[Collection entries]
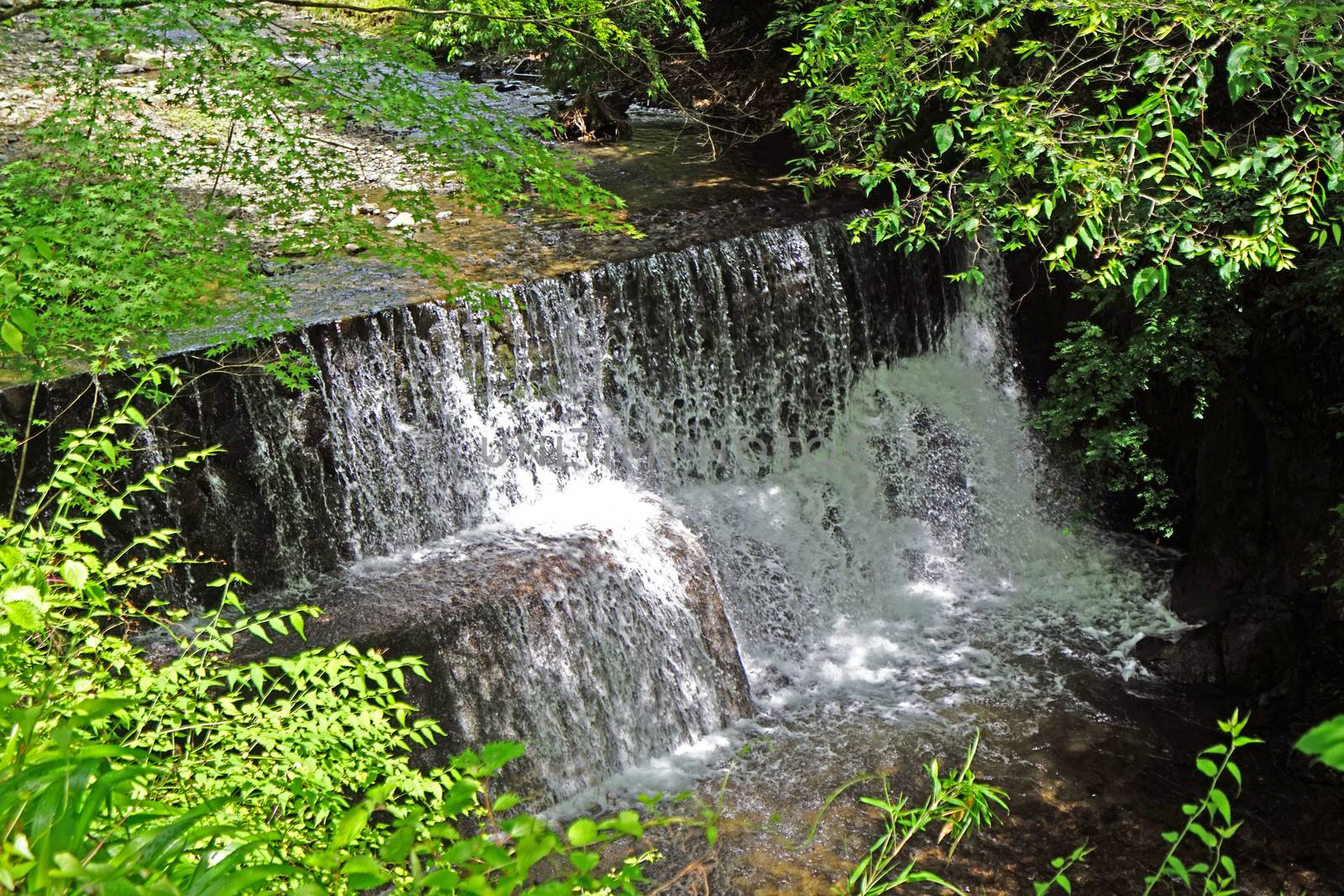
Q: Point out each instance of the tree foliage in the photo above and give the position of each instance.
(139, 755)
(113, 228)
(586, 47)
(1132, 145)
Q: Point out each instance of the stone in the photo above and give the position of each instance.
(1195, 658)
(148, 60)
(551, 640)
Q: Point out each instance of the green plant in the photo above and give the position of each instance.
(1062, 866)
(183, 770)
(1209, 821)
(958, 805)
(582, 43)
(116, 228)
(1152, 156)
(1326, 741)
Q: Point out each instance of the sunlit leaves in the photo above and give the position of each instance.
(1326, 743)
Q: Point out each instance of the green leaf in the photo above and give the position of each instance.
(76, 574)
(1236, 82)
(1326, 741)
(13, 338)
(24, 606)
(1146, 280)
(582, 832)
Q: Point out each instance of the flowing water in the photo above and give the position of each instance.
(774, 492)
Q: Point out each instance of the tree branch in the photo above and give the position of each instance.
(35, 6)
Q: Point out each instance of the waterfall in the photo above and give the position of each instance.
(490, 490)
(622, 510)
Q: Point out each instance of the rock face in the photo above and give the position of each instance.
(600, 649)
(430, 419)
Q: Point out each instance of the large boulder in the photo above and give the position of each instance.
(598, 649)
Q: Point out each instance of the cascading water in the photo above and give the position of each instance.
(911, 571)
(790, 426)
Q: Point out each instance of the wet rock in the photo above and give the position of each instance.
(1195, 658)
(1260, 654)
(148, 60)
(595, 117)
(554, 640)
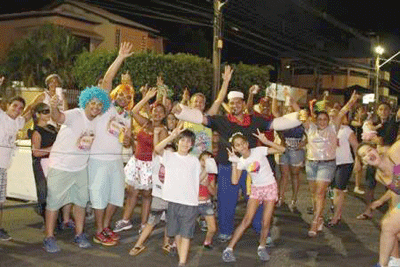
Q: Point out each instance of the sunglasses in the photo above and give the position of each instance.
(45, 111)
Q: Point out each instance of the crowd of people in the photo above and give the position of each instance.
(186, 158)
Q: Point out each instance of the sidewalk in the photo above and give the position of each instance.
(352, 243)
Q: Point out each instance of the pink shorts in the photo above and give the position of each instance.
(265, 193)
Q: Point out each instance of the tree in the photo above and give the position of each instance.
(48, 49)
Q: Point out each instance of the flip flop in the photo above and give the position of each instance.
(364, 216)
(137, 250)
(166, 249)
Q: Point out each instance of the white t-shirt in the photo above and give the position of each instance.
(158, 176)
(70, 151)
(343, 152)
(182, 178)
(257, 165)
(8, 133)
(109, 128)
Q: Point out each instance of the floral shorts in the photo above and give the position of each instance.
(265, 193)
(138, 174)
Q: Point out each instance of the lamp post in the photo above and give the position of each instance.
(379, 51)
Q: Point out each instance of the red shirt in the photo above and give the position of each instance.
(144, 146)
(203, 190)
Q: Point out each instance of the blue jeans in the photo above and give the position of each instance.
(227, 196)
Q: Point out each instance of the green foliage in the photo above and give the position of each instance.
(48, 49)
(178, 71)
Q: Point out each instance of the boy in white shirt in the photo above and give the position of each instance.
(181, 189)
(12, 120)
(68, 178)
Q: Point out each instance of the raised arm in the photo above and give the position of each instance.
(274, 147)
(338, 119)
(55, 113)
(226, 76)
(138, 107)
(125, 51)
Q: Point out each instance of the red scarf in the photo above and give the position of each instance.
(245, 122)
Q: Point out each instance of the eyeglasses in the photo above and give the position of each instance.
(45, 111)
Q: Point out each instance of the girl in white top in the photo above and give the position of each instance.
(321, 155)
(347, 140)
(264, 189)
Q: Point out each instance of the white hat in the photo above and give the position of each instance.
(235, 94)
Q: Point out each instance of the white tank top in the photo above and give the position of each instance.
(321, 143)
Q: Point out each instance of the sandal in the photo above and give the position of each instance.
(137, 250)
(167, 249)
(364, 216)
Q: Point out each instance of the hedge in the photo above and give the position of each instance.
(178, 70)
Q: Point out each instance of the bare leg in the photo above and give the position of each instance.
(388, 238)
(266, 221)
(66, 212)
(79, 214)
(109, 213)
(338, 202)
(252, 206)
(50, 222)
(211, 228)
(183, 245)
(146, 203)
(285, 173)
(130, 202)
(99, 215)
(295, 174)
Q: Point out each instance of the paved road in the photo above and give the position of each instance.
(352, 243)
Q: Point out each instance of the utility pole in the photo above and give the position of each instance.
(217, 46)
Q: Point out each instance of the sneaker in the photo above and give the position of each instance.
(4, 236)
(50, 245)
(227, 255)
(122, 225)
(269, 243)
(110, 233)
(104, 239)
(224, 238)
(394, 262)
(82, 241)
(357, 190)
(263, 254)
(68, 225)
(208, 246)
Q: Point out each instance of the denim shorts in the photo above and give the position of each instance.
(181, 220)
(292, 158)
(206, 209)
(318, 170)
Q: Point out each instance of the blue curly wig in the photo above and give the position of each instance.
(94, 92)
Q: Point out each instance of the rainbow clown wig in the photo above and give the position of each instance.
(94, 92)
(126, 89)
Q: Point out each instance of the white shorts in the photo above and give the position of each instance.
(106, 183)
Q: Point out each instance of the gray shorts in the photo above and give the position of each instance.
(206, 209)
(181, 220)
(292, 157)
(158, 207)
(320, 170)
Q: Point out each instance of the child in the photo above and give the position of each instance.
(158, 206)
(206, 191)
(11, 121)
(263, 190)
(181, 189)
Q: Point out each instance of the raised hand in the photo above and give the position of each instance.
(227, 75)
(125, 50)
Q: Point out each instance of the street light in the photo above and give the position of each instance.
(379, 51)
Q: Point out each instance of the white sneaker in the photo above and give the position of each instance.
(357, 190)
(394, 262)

--

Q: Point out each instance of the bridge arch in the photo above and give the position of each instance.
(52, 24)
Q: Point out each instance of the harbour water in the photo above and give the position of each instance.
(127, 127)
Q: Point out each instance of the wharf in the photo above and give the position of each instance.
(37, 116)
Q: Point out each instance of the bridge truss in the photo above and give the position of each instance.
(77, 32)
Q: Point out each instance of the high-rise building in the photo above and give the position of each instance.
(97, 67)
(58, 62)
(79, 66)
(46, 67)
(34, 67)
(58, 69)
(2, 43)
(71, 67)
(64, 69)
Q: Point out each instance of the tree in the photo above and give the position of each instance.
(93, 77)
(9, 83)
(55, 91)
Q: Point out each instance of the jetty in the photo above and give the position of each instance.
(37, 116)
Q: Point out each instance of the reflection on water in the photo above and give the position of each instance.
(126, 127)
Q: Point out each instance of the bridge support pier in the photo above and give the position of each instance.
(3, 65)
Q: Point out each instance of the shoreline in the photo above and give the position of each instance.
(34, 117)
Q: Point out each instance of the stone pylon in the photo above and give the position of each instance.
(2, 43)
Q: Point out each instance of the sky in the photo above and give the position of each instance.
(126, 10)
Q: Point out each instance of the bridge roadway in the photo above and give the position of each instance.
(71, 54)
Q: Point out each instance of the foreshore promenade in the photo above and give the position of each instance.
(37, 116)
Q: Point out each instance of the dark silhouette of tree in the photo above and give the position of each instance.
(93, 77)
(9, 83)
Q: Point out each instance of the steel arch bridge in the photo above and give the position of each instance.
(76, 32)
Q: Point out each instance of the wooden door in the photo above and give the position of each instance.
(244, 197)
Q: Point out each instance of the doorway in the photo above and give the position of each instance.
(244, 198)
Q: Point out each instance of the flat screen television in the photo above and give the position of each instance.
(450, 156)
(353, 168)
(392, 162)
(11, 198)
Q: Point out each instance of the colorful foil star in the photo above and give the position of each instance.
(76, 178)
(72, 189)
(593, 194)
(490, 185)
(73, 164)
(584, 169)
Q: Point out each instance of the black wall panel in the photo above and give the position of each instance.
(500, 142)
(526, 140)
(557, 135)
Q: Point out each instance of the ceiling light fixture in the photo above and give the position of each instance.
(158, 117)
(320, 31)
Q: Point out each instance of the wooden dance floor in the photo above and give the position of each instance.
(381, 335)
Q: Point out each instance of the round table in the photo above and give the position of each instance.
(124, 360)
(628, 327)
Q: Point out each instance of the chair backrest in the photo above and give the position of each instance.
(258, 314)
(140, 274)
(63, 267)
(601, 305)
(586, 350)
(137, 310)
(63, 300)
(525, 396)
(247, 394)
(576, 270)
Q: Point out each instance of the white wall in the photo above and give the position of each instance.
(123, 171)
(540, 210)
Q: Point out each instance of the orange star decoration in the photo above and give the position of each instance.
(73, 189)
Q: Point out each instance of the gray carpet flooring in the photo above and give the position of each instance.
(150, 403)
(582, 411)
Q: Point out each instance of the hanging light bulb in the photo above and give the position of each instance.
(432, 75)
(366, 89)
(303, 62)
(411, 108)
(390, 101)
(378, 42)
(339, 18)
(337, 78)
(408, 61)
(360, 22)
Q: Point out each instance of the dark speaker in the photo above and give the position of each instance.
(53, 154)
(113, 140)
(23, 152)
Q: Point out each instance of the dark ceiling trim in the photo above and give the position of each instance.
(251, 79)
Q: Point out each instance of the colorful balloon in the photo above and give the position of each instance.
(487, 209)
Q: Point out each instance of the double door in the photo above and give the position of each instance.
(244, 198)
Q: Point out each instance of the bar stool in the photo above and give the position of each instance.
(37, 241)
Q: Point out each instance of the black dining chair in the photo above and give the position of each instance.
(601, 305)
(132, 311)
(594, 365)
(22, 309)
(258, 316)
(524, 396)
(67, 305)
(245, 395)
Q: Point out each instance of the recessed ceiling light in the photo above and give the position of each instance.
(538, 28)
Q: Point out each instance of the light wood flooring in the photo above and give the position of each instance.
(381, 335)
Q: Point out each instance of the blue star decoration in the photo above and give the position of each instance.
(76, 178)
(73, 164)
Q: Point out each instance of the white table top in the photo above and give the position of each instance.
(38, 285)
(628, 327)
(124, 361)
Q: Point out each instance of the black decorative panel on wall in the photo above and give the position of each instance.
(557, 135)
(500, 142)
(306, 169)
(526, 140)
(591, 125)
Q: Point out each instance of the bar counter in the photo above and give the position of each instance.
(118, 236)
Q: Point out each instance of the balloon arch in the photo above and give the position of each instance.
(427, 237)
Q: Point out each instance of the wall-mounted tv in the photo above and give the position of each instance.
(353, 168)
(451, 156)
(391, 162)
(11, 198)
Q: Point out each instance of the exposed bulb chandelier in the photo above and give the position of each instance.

==

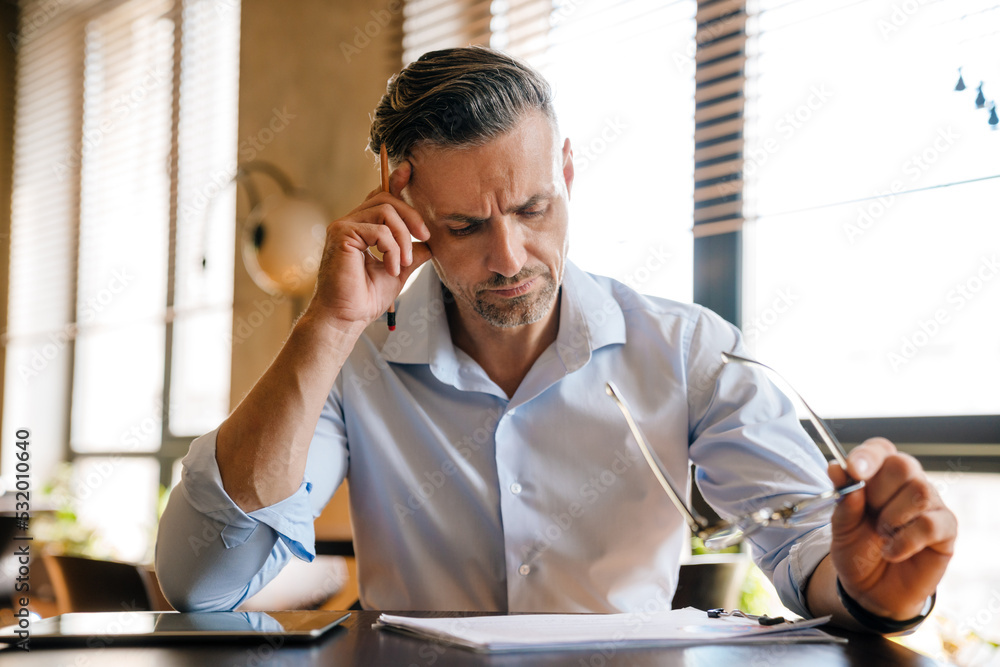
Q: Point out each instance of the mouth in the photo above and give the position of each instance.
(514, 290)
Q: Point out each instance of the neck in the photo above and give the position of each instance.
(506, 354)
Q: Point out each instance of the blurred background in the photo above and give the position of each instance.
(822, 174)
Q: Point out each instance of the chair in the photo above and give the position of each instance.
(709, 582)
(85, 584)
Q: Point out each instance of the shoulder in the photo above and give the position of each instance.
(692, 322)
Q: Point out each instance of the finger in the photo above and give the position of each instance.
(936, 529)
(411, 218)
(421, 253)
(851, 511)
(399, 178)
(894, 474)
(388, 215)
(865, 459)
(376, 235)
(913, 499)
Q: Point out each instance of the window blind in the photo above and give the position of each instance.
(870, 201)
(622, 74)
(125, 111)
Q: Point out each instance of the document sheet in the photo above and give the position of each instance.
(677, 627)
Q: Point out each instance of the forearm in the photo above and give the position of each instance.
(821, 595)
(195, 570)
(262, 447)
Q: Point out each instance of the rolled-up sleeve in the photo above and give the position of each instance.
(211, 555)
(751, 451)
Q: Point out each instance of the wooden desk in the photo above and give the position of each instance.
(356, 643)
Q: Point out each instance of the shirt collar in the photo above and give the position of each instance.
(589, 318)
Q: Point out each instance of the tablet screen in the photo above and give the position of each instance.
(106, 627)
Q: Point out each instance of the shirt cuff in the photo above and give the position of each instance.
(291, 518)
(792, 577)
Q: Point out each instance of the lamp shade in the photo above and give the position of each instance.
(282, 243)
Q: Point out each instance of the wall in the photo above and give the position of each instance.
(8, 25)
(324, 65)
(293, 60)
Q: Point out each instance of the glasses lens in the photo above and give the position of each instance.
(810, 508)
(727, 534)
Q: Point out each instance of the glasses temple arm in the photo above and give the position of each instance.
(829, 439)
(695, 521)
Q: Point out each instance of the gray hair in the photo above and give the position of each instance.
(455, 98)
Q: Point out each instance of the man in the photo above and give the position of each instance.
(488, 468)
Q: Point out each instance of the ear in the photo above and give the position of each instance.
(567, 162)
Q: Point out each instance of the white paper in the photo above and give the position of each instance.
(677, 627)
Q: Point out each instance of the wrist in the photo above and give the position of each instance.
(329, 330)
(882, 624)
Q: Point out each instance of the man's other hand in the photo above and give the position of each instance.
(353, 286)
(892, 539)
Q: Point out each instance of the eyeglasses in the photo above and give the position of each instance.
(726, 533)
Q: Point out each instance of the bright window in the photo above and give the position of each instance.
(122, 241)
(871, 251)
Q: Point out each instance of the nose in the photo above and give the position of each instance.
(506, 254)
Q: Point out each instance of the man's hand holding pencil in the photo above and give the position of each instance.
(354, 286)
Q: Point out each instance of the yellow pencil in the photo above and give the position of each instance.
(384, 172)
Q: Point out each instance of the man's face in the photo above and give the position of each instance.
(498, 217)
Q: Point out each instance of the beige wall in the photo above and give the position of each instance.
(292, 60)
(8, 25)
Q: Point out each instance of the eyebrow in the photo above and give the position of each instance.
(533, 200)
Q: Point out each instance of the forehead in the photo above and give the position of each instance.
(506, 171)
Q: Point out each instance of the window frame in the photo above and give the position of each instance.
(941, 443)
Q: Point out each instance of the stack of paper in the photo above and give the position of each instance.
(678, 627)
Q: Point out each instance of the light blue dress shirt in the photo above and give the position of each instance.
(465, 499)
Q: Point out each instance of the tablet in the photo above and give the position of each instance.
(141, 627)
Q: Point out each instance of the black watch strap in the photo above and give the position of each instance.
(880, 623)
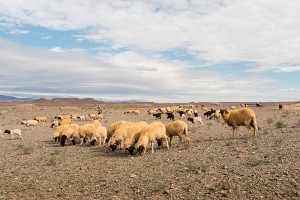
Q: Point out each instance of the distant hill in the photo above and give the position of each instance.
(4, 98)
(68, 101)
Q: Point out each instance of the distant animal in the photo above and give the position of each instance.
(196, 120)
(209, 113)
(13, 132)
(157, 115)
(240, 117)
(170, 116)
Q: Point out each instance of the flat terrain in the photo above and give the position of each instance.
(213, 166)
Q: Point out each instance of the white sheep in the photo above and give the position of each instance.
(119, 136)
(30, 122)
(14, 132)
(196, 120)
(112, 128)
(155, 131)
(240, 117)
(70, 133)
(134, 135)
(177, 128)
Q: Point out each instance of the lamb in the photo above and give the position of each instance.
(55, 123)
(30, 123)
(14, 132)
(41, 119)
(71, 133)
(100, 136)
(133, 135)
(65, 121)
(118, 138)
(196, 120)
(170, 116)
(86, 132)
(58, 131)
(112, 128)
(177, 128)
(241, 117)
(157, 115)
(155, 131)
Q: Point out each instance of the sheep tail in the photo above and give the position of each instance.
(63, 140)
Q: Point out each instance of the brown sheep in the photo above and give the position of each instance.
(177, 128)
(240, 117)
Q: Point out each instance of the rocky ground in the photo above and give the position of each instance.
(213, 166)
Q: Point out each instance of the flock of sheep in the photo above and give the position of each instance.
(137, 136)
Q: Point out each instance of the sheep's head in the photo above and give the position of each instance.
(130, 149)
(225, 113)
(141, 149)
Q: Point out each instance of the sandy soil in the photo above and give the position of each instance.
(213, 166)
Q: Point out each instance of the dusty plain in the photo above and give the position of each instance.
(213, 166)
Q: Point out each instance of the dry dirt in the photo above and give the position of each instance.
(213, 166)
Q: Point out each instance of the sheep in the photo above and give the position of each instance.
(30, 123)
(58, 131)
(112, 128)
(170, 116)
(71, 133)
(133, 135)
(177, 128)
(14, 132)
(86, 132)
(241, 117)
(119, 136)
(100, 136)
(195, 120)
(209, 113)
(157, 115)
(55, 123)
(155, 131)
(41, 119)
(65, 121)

What is required »
Write down again, exactly as given, only the lines above that fall from the line with "Q: Point out each instance of the white table" to the line with "Q: Point out each instance of the exposed", inclusive.

Written solution »
Q: Point out each instance of the white table top in the photo above and give the position of each instance.
(38, 285)
(628, 327)
(124, 361)
Q: Point out each instance of the black decorative panel on wall in the photo above and give the position of each instance.
(557, 135)
(500, 142)
(306, 169)
(526, 140)
(591, 125)
Q: Point out each instance of the bar counter in the photo above and give the position of each instance.
(118, 236)
Q: Point out each instance of the balloon arch in the photo above and give the position of each instance.
(427, 237)
Q: Point out each instance of the wall-mounted tv in the photo above and give the position of each instance.
(353, 168)
(451, 156)
(391, 162)
(11, 198)
Q: Point out each instance of the exposed bulb chandelier in the photo above and give the position of each instance.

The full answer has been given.